Point-based annotation data:
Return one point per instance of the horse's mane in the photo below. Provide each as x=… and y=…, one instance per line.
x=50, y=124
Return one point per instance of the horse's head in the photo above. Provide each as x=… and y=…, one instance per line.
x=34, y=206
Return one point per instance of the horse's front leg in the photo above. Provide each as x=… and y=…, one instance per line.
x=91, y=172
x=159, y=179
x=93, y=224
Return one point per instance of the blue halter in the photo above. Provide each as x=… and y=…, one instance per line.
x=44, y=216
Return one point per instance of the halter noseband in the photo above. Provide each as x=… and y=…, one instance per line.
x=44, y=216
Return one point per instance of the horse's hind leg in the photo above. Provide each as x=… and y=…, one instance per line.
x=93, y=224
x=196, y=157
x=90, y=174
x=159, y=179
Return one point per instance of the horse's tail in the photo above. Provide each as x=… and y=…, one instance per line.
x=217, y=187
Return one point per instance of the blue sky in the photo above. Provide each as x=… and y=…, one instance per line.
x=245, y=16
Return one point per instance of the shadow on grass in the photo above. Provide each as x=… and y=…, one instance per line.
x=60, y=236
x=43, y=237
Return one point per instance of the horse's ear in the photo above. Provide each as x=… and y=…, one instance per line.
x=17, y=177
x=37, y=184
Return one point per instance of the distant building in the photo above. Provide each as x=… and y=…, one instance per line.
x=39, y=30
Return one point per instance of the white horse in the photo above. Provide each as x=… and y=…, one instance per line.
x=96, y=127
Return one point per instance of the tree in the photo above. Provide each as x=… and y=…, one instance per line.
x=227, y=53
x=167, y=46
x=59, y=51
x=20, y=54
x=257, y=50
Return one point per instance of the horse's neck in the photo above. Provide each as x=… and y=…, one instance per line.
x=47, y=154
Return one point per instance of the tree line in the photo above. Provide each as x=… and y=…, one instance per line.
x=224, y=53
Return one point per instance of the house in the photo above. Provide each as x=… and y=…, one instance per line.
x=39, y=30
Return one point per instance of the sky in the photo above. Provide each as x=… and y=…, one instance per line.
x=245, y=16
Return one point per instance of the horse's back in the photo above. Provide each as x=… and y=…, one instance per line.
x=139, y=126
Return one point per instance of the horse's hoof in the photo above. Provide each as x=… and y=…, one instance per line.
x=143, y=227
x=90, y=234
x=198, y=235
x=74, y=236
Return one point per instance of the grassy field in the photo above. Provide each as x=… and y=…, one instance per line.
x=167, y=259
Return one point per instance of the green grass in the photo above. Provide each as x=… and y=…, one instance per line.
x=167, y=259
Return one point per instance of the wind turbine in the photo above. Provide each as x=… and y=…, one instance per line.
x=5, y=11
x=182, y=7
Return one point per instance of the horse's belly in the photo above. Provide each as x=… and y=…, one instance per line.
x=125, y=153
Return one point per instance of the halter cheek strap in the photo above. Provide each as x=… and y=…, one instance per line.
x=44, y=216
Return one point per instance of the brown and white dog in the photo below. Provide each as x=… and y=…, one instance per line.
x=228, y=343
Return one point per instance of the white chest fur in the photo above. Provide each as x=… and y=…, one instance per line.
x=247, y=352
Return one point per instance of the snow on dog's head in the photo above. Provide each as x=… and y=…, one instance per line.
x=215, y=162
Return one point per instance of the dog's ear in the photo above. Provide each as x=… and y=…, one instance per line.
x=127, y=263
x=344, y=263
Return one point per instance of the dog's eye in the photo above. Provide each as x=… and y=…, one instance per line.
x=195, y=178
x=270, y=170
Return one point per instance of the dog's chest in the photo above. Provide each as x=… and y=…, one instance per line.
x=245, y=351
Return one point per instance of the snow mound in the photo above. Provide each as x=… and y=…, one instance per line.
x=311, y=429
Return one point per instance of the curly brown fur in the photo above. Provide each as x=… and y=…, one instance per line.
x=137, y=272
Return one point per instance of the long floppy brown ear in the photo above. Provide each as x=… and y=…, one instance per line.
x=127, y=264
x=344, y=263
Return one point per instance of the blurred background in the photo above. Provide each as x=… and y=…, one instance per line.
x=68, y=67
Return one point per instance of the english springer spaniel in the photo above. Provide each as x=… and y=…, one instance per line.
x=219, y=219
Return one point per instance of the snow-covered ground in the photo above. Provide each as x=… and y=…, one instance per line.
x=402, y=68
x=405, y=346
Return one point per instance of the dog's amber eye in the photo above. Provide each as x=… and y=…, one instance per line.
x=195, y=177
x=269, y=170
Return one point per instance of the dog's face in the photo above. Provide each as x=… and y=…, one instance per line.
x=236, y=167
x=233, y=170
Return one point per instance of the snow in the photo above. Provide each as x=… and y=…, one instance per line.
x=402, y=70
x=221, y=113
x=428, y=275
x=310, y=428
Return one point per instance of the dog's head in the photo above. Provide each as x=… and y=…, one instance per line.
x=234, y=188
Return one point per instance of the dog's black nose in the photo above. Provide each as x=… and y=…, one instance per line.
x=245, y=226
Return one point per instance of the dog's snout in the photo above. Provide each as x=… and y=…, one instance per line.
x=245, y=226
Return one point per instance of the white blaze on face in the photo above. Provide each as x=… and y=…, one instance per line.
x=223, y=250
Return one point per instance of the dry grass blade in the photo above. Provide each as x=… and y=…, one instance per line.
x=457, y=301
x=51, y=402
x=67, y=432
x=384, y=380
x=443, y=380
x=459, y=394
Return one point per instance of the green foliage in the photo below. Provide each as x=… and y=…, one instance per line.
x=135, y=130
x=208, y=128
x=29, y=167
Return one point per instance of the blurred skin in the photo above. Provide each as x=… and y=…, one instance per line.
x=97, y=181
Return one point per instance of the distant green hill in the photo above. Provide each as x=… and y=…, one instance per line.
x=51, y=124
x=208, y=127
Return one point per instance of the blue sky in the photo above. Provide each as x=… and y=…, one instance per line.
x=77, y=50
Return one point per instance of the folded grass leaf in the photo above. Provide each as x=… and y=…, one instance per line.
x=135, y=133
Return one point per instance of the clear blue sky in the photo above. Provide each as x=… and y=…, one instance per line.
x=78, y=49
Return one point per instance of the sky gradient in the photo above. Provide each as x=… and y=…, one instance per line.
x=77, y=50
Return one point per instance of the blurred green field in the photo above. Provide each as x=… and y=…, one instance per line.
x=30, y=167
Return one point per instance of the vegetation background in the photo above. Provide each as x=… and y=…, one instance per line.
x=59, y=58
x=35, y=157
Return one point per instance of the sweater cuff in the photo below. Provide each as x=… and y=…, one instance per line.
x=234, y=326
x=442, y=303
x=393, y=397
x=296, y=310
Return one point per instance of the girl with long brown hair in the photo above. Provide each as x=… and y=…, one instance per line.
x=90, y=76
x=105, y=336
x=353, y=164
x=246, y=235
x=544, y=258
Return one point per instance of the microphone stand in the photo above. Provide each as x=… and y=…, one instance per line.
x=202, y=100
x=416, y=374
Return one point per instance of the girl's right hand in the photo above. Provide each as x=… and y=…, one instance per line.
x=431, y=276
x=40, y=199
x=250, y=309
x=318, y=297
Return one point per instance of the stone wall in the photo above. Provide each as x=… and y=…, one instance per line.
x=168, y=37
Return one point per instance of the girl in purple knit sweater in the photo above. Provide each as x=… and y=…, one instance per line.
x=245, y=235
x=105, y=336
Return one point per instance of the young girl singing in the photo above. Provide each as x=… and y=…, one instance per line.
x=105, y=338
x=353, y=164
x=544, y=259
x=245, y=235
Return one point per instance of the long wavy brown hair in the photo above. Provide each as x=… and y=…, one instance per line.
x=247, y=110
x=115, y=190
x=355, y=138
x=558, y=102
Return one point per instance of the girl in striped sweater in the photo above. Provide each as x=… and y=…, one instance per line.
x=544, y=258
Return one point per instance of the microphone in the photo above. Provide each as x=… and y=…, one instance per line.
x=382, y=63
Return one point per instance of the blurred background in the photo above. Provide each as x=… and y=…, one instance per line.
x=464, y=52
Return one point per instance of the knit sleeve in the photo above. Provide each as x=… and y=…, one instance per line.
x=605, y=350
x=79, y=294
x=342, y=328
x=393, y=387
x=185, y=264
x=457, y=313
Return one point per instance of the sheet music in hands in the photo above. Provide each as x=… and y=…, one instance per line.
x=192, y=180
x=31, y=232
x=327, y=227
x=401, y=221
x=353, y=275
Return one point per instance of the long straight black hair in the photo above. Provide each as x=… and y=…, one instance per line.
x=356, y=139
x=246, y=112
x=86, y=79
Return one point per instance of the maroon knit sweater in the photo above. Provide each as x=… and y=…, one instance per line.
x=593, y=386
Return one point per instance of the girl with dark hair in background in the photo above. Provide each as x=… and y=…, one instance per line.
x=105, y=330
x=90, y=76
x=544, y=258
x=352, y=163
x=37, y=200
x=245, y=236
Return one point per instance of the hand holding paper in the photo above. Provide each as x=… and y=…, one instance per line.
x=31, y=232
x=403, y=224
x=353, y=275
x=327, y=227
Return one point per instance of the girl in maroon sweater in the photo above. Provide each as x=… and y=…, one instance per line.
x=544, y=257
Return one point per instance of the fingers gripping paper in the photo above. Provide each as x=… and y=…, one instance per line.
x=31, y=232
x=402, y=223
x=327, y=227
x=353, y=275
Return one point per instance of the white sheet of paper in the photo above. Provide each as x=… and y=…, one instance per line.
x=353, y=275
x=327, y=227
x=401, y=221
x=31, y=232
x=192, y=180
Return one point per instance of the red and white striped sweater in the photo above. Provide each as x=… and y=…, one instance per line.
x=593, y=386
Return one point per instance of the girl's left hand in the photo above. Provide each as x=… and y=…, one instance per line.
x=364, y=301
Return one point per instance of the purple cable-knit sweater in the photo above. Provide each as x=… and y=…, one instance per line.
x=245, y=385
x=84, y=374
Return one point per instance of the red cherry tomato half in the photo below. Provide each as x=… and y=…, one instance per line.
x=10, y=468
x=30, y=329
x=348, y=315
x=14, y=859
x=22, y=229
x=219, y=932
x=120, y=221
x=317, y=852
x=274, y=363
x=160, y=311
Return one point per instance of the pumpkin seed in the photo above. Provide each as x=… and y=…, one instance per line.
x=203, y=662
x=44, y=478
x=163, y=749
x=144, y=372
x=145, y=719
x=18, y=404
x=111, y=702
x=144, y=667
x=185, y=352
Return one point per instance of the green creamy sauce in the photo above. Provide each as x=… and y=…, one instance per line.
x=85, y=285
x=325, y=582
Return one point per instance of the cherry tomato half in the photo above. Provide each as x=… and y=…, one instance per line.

> EXERCISE AIM
Your task is to reproduce, exactly and exclusively, the lines from the one holding "Return one point per instance of the girl's left" through the final line of the listing.

> OUTPUT BELOW
Return one point per instance of the girl's left hand in the photo above. Provide each as x=… and y=…, one instance per line.
x=364, y=301
Return one point per instance of the purple cable-knit sweater in the photo above. Provide each as x=… and y=…, one instance per line.
x=245, y=385
x=84, y=374
Return one point per instance of the red cherry tomato half in the photo below. Provide each as x=… and y=…, one instance per line.
x=10, y=468
x=30, y=329
x=348, y=315
x=14, y=859
x=22, y=229
x=219, y=932
x=120, y=221
x=317, y=852
x=274, y=363
x=160, y=311
Return one point per instance of the pumpkin seed in the photo above. Provide each as x=… and y=…, one instance per line.
x=203, y=662
x=44, y=478
x=163, y=749
x=144, y=372
x=145, y=719
x=18, y=404
x=111, y=702
x=144, y=667
x=185, y=352
Return one point per instance of the green creamy sauce in the photo above. Provide each as x=… and y=…, one instance per line.
x=85, y=285
x=325, y=582
Return one point per instance of the cherry tomato half in the photo above. Provide each as x=… and y=…, one instance per line.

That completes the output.